## TASK DETAILS
Below, find the line containing "positive clicks: (122, 188) (105, 195)" and the line containing "The exact mask"; reproduce exactly those two and every line between them, omitting pictures.

** DATASET RECORDS follows **

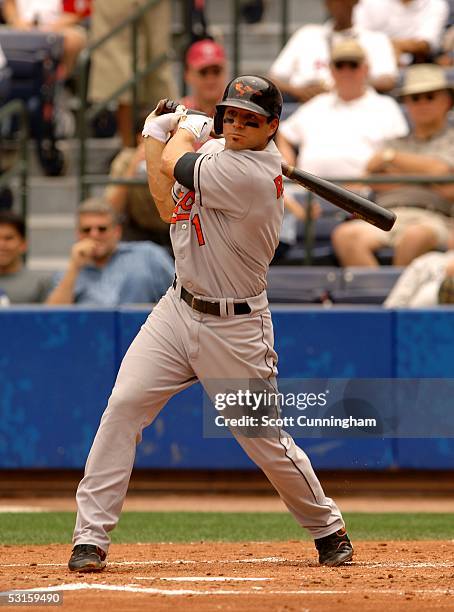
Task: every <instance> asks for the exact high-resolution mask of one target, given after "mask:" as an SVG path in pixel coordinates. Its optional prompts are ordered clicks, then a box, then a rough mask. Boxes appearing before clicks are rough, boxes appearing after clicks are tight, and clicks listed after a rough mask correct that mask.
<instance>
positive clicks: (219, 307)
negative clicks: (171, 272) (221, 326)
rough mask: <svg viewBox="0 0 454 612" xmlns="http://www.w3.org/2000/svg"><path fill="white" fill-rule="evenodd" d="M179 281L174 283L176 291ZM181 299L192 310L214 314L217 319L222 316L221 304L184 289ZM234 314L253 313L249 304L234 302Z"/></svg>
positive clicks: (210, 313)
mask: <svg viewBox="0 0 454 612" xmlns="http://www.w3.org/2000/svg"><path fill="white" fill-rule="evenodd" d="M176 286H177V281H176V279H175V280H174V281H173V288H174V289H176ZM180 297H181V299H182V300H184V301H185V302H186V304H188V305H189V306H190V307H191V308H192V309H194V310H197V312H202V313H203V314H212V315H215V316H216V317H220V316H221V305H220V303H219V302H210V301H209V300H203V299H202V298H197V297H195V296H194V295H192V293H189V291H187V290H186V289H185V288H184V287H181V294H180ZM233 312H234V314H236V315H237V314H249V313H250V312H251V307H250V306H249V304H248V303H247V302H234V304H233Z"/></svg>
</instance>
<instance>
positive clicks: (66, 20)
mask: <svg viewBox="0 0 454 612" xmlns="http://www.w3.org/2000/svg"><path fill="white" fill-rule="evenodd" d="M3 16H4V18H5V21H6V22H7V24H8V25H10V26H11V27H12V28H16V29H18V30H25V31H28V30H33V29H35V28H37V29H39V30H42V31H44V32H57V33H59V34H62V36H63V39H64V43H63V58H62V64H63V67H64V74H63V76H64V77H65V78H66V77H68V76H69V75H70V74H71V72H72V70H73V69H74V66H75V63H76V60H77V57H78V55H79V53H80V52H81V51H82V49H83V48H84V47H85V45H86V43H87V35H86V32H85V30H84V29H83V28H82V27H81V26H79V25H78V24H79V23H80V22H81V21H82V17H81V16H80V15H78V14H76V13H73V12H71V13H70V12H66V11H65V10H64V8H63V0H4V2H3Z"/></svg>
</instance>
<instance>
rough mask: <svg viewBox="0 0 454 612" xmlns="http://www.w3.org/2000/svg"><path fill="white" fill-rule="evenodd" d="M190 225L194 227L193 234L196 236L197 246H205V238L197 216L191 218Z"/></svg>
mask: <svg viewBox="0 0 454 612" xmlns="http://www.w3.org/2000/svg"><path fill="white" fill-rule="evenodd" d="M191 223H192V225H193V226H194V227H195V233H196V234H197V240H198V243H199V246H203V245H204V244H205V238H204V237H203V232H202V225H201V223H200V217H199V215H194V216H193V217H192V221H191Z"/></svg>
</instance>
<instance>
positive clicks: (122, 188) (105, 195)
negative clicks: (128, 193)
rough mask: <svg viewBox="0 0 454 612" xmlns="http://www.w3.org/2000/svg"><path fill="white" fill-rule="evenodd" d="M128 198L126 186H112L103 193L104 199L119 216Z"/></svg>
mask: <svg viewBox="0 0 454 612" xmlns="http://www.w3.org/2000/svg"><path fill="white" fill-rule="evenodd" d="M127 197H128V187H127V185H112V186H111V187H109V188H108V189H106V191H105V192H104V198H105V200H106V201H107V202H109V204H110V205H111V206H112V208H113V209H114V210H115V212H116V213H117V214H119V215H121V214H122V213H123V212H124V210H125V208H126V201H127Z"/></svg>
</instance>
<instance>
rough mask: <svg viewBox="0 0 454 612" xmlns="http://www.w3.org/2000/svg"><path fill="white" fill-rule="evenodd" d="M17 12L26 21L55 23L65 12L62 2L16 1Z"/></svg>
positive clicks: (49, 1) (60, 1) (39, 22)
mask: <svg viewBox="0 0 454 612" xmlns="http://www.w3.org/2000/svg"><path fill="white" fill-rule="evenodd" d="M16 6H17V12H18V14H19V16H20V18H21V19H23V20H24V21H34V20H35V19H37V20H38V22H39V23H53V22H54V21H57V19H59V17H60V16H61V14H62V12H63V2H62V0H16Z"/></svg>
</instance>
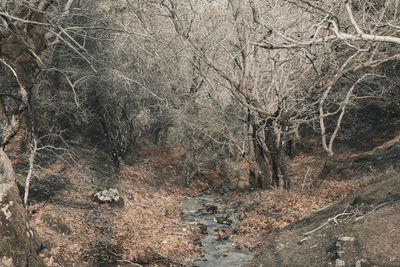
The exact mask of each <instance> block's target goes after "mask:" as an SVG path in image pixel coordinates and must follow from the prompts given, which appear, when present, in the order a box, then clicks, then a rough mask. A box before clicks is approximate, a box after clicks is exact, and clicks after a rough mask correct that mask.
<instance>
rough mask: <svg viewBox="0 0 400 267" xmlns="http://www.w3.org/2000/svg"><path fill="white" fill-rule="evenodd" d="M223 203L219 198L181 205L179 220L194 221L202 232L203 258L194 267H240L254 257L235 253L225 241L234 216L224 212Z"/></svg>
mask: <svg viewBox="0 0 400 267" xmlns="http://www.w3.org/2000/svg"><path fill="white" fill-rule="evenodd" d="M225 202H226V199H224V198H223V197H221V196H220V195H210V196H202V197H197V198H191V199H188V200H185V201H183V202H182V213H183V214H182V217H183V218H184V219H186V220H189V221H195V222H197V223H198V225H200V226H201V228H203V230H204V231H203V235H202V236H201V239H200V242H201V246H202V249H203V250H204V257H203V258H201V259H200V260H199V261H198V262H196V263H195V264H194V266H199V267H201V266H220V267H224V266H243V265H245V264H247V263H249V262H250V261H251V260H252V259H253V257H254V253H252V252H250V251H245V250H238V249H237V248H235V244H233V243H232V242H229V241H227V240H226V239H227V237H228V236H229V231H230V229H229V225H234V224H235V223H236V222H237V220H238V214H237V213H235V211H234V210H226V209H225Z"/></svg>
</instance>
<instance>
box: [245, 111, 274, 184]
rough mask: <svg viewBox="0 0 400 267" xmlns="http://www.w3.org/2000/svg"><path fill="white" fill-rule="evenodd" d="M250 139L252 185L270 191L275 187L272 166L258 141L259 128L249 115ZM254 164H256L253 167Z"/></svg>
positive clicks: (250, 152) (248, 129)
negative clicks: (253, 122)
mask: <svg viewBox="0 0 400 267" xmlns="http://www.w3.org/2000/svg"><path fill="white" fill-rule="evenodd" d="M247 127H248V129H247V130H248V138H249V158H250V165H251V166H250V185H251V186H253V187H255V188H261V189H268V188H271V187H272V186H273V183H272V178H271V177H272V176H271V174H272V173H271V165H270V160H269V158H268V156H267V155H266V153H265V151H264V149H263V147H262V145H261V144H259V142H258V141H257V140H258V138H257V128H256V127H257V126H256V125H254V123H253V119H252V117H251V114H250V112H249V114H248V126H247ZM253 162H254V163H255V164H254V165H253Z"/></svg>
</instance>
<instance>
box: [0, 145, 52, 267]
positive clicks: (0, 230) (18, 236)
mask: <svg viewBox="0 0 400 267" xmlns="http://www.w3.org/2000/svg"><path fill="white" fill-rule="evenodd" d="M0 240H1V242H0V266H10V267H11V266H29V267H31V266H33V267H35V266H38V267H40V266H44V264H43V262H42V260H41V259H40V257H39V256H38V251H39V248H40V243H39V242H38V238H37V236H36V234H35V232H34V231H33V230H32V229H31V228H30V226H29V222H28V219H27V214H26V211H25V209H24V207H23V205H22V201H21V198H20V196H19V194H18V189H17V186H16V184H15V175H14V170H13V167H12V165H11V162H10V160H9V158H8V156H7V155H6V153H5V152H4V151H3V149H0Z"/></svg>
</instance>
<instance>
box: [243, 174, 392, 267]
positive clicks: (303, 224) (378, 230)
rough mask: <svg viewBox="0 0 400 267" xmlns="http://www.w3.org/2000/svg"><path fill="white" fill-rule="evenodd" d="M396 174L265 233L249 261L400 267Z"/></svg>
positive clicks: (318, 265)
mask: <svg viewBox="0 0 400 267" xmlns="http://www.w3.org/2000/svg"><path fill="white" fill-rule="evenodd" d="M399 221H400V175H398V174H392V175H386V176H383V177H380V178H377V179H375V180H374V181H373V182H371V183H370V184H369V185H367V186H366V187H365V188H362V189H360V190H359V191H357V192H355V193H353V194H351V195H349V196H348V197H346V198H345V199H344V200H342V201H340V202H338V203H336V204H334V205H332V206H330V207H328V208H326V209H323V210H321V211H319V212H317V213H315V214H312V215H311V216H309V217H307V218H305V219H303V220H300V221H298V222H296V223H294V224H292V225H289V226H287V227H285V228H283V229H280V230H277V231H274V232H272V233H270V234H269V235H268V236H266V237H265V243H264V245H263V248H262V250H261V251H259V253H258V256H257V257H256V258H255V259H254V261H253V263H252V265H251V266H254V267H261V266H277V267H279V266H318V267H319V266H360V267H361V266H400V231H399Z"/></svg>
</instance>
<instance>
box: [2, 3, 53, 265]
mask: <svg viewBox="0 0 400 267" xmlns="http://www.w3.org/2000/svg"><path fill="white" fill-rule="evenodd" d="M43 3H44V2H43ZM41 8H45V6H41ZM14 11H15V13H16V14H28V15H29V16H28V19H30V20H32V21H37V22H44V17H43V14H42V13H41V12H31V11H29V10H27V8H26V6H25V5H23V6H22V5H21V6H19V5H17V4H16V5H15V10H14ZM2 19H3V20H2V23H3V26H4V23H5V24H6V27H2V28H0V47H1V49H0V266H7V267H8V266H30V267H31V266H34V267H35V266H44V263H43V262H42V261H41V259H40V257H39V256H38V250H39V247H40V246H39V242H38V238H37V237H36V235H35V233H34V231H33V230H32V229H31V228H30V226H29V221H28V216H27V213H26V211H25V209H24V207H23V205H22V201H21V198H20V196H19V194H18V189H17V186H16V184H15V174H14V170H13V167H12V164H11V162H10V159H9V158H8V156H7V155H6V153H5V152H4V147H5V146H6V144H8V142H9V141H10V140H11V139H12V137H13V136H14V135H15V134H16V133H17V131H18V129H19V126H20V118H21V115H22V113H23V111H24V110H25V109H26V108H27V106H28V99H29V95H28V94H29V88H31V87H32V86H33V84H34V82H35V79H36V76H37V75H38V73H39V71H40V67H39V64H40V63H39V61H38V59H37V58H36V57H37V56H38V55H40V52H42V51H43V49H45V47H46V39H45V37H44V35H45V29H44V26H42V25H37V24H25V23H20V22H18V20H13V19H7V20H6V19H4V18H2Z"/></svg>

** End of DATASET RECORDS **

## SOLVED EXERCISE
positive clicks: (122, 188) (105, 195)
negative clicks: (128, 193)
rough mask: <svg viewBox="0 0 454 612" xmlns="http://www.w3.org/2000/svg"><path fill="white" fill-rule="evenodd" d="M128 198L126 186H112L103 193L104 199L119 216Z"/></svg>
mask: <svg viewBox="0 0 454 612" xmlns="http://www.w3.org/2000/svg"><path fill="white" fill-rule="evenodd" d="M127 197H128V187H127V185H112V186H111V187H109V188H108V189H106V191H105V192H104V198H105V200H106V201H107V202H109V204H110V205H111V206H112V208H113V209H114V210H115V212H116V213H117V214H119V215H121V214H122V213H123V212H124V210H125V208H126V201H127Z"/></svg>
</instance>
<instance>
rough mask: <svg viewBox="0 0 454 612" xmlns="http://www.w3.org/2000/svg"><path fill="white" fill-rule="evenodd" d="M17 12L26 21L55 23L65 12L62 2L16 1Z"/></svg>
positive clicks: (49, 1) (60, 1) (39, 22)
mask: <svg viewBox="0 0 454 612" xmlns="http://www.w3.org/2000/svg"><path fill="white" fill-rule="evenodd" d="M16 6H17V12H18V14H19V16H20V18H21V19H23V20H24V21H34V20H35V19H37V20H38V22H39V23H53V22H54V21H57V19H59V17H60V16H61V14H62V12H63V2H62V0H16Z"/></svg>
</instance>
The exact mask of each <instance> block's target goes after "mask:" as an SVG path in image pixel coordinates and must follow from the prompts given, which appear, when present, in the order a box, then clicks, then a rough mask. A box before clicks is approximate, a box after clicks is exact, and clicks after a rough mask correct that mask.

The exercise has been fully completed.